::: Data for processing :::

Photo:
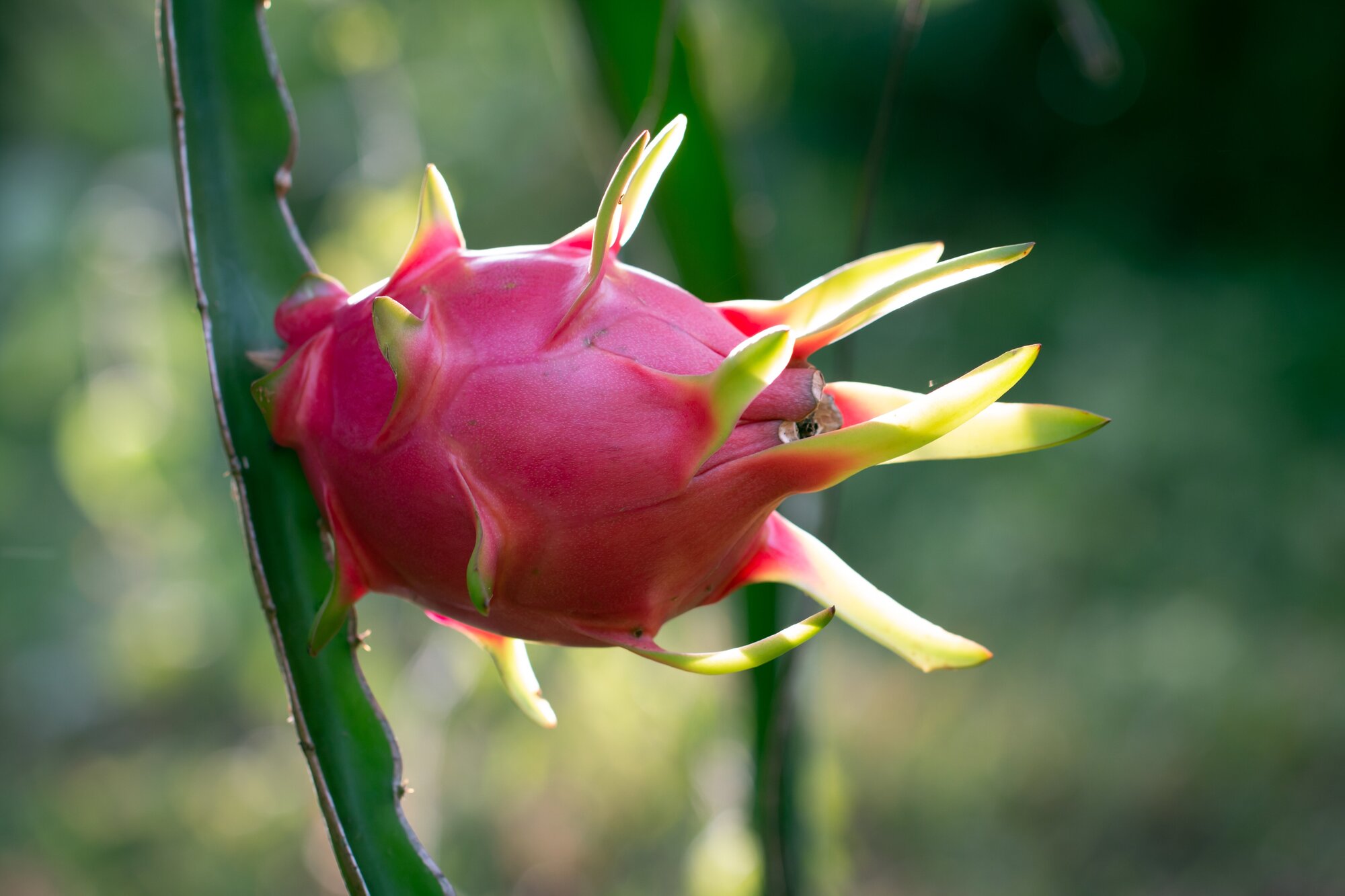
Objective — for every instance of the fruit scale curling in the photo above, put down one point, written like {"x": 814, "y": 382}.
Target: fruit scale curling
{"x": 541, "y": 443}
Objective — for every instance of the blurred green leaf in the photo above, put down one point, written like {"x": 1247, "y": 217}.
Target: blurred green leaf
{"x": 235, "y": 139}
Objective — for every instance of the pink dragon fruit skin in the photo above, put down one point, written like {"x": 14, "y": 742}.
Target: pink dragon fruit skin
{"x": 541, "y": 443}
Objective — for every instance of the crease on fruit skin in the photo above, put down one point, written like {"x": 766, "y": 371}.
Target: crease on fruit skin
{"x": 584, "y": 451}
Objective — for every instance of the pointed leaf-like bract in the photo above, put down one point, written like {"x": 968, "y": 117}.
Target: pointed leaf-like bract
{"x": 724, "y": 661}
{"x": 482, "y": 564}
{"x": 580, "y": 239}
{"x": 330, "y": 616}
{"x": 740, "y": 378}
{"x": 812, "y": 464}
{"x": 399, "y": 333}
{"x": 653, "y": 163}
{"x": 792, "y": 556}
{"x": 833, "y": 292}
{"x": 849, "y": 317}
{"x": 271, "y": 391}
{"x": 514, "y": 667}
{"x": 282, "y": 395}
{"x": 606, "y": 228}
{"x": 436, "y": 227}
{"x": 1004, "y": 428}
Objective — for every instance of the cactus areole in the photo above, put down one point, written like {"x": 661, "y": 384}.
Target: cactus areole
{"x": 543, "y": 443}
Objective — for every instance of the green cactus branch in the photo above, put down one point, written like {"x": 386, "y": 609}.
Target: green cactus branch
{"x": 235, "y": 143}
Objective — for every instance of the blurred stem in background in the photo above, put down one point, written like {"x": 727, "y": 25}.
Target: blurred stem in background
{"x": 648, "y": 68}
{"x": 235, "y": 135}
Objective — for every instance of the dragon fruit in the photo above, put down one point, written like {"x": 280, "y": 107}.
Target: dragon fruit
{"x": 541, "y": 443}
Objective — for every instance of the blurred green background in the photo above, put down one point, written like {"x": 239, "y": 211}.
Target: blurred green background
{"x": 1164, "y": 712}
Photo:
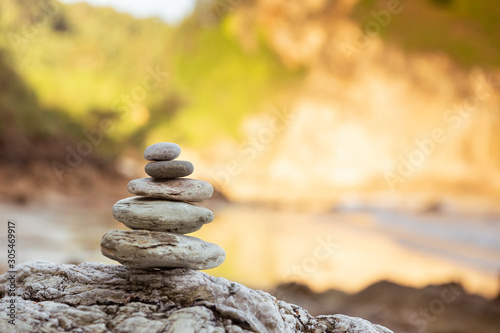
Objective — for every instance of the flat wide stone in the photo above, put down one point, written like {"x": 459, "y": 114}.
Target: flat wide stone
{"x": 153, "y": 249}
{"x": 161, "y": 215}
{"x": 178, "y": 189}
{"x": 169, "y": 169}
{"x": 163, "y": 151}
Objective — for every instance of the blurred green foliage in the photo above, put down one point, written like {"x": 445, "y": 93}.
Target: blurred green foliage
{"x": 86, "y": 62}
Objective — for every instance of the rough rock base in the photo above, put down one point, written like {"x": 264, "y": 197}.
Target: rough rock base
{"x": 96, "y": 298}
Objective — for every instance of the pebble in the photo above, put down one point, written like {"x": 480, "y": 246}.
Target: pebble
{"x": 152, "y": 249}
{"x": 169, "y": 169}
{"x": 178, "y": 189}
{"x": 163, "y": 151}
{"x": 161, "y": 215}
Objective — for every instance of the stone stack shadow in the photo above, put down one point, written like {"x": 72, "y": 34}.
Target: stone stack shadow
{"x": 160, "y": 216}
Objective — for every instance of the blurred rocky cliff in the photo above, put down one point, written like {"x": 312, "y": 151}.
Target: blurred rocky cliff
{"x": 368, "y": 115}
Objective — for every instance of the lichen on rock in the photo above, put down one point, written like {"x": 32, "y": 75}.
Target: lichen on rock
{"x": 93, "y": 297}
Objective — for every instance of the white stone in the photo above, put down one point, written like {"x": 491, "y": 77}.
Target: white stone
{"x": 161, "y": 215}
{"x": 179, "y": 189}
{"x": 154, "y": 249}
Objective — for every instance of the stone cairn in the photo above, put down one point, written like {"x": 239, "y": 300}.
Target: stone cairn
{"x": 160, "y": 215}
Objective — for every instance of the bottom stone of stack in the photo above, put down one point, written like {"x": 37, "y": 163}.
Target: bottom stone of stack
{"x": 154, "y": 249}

:::
::: Data for processing :::

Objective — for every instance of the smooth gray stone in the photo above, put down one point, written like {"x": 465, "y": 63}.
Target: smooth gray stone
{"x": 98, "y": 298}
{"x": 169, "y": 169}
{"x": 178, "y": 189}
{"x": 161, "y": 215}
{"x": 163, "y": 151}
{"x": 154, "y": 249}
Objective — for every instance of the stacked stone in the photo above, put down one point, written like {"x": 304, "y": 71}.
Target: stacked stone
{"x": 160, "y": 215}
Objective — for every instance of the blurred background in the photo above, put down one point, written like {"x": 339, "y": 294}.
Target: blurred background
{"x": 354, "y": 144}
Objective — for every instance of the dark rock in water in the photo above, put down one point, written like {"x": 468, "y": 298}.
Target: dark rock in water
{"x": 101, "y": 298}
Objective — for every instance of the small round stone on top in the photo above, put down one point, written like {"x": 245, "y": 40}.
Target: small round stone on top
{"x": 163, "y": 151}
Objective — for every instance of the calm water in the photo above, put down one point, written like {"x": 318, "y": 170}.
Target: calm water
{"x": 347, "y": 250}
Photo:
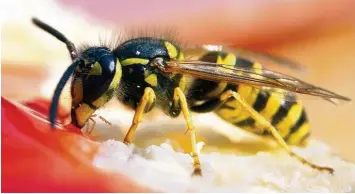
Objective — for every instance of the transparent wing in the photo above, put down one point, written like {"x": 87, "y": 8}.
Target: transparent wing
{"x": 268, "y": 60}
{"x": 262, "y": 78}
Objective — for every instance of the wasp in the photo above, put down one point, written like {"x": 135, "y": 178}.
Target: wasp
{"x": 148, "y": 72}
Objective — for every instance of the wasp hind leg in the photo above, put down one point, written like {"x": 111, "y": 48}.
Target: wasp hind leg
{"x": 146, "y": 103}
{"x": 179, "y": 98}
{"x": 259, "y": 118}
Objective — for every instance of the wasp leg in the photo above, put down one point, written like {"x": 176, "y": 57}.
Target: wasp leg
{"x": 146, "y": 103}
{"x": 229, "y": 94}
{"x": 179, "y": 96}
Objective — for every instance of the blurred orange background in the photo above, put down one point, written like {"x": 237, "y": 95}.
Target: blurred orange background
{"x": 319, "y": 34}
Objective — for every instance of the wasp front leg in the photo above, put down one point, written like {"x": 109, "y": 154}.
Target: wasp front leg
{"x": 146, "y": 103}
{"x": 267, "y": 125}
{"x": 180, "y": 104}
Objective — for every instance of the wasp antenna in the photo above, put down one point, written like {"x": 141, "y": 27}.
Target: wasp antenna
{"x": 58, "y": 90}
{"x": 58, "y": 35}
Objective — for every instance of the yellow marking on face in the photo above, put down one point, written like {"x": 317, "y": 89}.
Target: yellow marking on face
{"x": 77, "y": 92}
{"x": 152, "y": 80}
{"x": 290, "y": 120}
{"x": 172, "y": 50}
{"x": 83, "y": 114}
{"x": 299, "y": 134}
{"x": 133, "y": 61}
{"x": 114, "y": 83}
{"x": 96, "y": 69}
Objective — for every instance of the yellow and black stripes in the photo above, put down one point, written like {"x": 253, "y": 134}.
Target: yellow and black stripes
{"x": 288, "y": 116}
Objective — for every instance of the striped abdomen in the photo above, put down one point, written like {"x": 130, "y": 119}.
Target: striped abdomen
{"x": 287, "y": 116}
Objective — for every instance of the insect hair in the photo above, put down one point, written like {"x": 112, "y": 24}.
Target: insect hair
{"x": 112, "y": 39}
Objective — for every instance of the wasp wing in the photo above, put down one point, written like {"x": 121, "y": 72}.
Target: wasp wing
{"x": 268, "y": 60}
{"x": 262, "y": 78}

:::
::: Data for processing :::

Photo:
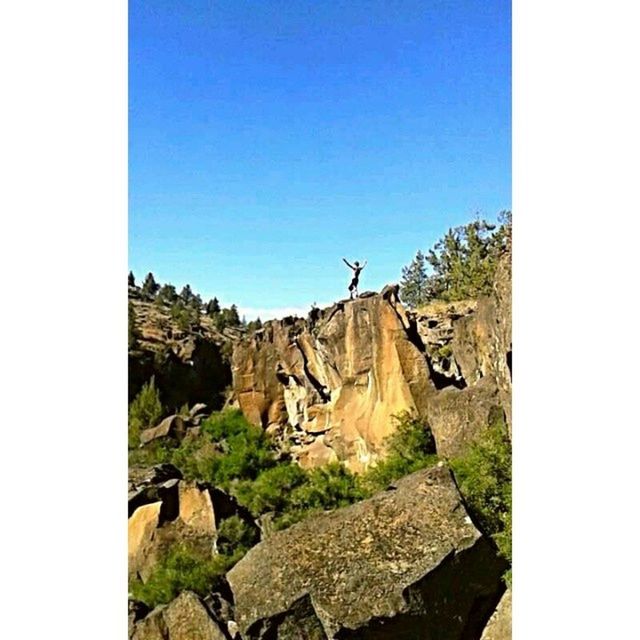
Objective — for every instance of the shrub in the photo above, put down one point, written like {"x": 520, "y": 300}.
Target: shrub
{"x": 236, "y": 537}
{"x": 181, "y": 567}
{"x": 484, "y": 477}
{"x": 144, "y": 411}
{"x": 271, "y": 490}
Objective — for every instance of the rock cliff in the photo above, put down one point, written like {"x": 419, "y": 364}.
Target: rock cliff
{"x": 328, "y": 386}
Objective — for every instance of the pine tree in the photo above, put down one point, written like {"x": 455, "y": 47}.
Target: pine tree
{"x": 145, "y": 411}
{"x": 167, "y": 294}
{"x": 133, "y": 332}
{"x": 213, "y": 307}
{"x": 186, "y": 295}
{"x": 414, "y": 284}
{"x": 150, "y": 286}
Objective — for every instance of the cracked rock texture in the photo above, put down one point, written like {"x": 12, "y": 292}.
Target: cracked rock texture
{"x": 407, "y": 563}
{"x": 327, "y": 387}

:::

_Exercise brief:_
Print exactly, with no pictures, the lines above from the one that holds "Objective — for every instance of the dark" through the one that holds "Objective — for every instance of the yellow marking", both of them included.

_Solution for this problem:_
Objective — for every instance of the dark rock in water in the photo above, put down one point, written like {"x": 468, "y": 298}.
Target: dark rock in water
{"x": 101, "y": 298}
Objective — for every instance of the small round stone on top in the photo above, put down one point, written like {"x": 245, "y": 40}.
Target: small round stone on top
{"x": 163, "y": 151}
Objective — for every instance of the calm water in the photo above, put down one point, written like {"x": 318, "y": 170}.
Target: calm water
{"x": 347, "y": 250}
Photo:
Objective — for every instance of the transparent wing in the photo above, put down one point, written like {"x": 87, "y": 8}.
Target: transparent wing
{"x": 268, "y": 60}
{"x": 262, "y": 78}
Objective — for every instance of the wasp in the photo above, put down one point, written like {"x": 135, "y": 178}.
Target: wasp
{"x": 148, "y": 72}
Objective — for every instance of the wasp hind leg in the photo above, put down one point, written like {"x": 111, "y": 48}.
Target: wasp hind leg
{"x": 146, "y": 103}
{"x": 179, "y": 98}
{"x": 259, "y": 118}
Objective — for every instance of the wasp leg in the photo above, put down one point, written like {"x": 176, "y": 57}.
Target: wasp leg
{"x": 146, "y": 103}
{"x": 229, "y": 94}
{"x": 179, "y": 96}
Objective — for every instance of the blurred orange background in the photo above, put down one point, written like {"x": 237, "y": 95}.
Target: blurred orange background
{"x": 319, "y": 34}
Objective — for every instance of the wasp front leg in the photo above, put down one point, written like {"x": 109, "y": 154}.
Target: wasp front leg
{"x": 146, "y": 103}
{"x": 267, "y": 125}
{"x": 180, "y": 104}
Objective — for every instance of the wasp antenna in the photo above, put down one point, written like {"x": 141, "y": 27}.
Target: wasp antenna
{"x": 58, "y": 90}
{"x": 58, "y": 35}
Objective — for every instance of the yellow marking on face in the photo above, put down one point, written like {"x": 317, "y": 89}.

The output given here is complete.